| REQUIRED ACTION |
Beginning with the first line, transcribe the entries below exactly through the line containing "of the stainless", inclusive.

(Collected data)
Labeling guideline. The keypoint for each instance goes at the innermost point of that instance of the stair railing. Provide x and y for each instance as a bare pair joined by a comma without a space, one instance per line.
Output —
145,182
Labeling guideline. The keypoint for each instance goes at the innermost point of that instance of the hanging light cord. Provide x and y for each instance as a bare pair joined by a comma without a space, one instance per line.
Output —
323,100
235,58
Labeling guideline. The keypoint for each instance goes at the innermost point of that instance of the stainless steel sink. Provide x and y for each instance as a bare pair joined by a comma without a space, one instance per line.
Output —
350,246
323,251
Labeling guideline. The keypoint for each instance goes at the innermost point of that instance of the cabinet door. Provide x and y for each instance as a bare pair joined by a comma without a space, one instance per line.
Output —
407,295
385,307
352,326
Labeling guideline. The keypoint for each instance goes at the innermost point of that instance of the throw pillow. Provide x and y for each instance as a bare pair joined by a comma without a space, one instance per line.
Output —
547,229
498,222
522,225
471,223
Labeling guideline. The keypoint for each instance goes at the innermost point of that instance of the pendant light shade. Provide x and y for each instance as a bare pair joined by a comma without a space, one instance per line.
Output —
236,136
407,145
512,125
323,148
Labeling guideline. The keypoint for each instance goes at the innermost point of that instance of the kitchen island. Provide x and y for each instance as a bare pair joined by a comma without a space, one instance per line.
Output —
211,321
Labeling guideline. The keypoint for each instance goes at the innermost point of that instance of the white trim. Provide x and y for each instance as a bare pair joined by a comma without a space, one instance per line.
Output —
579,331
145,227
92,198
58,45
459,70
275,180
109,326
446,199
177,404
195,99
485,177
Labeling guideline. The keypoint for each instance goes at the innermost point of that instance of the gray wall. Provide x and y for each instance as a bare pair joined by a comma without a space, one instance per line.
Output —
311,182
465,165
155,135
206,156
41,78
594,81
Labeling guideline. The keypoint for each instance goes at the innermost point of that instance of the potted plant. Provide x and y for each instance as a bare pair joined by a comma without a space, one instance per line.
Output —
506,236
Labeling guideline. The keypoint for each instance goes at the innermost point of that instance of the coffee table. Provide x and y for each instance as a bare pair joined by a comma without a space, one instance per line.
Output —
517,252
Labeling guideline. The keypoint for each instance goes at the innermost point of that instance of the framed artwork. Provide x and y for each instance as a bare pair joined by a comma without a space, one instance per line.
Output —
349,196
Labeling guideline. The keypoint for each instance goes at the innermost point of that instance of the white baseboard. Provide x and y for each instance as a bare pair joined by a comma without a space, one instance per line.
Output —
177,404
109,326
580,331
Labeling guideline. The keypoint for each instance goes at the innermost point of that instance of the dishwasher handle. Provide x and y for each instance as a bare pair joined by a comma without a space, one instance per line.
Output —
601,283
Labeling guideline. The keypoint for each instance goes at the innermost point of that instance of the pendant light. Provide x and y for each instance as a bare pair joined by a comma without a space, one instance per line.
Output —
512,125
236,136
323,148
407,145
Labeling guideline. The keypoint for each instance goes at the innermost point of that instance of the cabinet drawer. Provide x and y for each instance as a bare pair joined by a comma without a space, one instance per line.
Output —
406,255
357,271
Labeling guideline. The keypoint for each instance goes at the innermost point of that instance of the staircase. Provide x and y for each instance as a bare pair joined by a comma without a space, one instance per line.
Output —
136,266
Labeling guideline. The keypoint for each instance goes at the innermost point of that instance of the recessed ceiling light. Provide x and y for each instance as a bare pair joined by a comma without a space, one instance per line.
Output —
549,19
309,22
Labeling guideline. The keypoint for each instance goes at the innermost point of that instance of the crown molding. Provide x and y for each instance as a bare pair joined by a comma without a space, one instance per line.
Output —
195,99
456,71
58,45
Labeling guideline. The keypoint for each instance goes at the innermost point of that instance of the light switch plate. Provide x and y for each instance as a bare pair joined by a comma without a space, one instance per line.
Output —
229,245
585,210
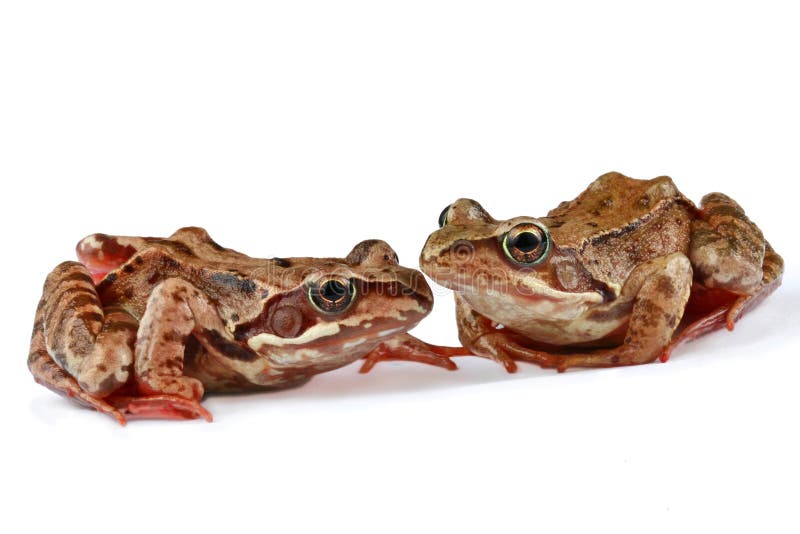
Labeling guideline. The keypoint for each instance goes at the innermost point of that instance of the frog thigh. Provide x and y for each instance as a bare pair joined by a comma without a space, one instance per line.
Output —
91,343
727,249
175,310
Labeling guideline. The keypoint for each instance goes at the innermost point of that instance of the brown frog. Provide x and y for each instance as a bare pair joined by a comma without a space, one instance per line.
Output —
618,276
144,326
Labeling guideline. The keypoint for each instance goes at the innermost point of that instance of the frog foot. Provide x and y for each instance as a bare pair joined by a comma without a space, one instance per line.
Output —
162,406
410,349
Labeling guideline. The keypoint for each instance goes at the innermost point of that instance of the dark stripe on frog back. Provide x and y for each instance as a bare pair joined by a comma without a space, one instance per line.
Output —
226,347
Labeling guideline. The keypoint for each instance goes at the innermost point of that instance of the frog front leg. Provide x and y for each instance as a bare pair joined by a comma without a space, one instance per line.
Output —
483,338
405,347
660,289
735,267
79,348
175,310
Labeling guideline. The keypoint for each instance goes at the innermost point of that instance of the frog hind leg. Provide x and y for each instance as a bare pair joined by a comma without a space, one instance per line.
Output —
175,311
408,348
712,309
661,287
735,269
79,349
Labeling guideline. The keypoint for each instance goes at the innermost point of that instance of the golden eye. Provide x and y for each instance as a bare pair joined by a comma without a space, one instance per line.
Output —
527,243
332,295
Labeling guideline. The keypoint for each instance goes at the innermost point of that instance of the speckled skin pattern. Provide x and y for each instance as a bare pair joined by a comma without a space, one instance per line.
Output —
144,326
632,269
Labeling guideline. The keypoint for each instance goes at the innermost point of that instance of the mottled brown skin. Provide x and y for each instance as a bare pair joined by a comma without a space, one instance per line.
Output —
145,326
632,269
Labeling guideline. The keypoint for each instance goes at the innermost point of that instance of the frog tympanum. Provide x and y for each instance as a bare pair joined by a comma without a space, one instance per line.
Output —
618,276
143,326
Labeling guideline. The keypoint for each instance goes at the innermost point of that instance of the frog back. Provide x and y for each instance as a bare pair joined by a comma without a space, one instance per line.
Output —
618,223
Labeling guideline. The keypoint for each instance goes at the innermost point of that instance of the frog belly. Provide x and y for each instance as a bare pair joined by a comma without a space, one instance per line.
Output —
572,320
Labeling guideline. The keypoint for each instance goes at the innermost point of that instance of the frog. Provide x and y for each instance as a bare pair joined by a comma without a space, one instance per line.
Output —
620,275
143,327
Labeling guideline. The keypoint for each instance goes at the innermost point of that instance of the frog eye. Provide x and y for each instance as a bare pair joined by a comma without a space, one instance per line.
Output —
443,216
332,295
527,244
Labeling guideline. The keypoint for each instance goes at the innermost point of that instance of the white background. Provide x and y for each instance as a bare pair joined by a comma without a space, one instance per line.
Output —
302,128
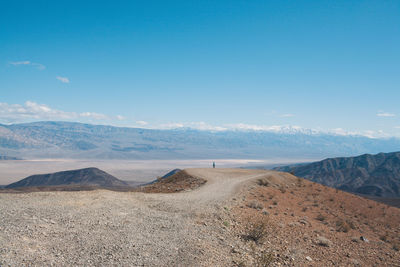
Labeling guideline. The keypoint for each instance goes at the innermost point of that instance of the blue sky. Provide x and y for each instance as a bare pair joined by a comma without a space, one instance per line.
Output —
328,65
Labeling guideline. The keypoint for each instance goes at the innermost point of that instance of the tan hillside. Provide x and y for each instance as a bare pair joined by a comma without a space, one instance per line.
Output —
236,218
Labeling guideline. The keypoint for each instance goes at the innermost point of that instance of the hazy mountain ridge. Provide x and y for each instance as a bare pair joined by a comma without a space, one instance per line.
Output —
77,140
376,175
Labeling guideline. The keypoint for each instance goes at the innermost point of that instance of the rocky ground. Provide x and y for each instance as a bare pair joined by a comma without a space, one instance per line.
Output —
237,218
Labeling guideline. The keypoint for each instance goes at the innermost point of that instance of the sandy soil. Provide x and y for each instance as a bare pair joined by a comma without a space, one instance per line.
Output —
208,226
114,228
129,170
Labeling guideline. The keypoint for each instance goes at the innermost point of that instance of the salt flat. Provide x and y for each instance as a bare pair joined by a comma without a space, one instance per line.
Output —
129,170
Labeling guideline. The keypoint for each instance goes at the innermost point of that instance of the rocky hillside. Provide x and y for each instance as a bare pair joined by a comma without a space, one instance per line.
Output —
375,175
238,217
81,177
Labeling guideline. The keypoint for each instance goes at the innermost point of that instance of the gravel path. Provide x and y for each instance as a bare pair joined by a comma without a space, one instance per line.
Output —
105,228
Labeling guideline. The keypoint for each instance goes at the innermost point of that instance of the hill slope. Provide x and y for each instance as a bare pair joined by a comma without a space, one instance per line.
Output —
375,175
86,177
231,220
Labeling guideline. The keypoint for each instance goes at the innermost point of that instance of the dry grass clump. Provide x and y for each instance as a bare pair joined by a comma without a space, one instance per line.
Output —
256,231
320,217
263,182
255,205
265,259
344,226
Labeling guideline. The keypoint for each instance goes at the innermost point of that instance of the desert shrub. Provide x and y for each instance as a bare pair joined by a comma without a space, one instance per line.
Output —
265,259
342,226
256,231
255,205
263,182
322,241
384,237
321,217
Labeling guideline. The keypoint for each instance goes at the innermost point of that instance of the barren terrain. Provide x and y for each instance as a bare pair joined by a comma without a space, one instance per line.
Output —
212,225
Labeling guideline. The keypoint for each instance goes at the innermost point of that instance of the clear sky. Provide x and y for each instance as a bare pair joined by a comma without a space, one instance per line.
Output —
315,64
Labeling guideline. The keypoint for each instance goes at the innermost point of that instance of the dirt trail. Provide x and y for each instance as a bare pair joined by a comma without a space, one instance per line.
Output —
222,185
122,228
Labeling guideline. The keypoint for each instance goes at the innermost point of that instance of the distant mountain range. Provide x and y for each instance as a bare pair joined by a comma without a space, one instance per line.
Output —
8,158
81,177
374,175
85,141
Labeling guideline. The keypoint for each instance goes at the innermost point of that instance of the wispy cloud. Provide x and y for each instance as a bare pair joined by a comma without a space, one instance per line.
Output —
141,123
385,114
27,62
62,79
13,113
287,115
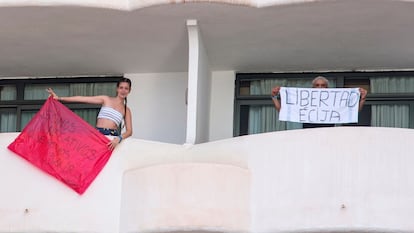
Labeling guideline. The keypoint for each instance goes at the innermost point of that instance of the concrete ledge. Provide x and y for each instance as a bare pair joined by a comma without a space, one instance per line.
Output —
186,196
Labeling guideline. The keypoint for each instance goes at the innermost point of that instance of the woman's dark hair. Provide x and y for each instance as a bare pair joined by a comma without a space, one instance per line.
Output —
124,80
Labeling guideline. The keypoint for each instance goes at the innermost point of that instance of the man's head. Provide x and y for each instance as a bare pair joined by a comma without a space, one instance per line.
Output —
320,82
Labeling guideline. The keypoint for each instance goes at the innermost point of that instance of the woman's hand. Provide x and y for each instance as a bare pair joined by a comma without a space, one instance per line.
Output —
113,143
275,90
363,93
52,93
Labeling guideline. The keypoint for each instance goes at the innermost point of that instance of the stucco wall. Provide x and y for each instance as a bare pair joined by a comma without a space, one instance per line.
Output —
343,179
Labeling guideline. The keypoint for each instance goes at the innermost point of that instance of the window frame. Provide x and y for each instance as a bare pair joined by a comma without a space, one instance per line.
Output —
22,105
372,99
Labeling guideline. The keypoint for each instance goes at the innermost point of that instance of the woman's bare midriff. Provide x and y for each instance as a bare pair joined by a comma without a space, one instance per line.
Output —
106,123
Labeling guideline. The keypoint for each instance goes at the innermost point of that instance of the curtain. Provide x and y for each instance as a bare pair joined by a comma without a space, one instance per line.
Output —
7,121
264,118
391,115
7,117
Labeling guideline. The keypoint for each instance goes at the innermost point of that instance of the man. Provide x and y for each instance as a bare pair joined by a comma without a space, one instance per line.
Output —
318,82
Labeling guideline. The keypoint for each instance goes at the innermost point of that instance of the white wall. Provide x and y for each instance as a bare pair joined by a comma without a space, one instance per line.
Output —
199,84
222,105
157,102
341,179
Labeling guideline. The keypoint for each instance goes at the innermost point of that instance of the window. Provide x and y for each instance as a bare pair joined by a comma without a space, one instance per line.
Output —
390,100
21,99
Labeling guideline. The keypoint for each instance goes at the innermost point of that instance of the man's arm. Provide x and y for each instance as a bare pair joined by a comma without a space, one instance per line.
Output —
276,97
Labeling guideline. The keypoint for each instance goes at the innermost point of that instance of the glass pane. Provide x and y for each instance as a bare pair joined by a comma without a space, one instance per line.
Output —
8,120
397,116
38,91
8,92
392,85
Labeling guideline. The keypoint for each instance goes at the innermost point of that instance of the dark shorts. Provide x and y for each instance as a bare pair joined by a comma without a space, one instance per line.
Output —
106,131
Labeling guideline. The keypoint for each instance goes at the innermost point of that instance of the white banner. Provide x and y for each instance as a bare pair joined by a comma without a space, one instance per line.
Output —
319,105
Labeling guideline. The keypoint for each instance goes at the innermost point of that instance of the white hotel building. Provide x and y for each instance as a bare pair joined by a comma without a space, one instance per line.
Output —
208,153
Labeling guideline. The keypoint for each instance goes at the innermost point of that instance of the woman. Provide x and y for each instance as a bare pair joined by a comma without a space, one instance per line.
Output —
113,111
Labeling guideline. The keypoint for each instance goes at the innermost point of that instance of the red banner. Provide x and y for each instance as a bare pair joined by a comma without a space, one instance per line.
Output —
59,142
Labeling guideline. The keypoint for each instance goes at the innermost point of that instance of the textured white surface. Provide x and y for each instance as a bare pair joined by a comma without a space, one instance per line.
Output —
343,179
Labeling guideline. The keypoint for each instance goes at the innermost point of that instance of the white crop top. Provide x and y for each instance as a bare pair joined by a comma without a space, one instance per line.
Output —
111,114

| EXERCISE ANSWER |
Labeling guideline. The keypoint for each instance goes at the innermost point of that instance of the stair railing. Provide x and y for each instance as a bare pair joined by a comma without a space, one instance per line.
Output —
145,182
Labeling guideline. The keypoint for each instance goes at the innermost point of that instance of the hanging light cord. Provide x and y for each instance as a bare pair joined by a comma without a space, one instance per line.
Output —
323,100
235,58
Labeling guideline. The keypoint for each instance goes at the innermost point of that instance of the stainless steel sink. Provide x and y for each instance as a bare pair joined by a comma without a space, one instance per line.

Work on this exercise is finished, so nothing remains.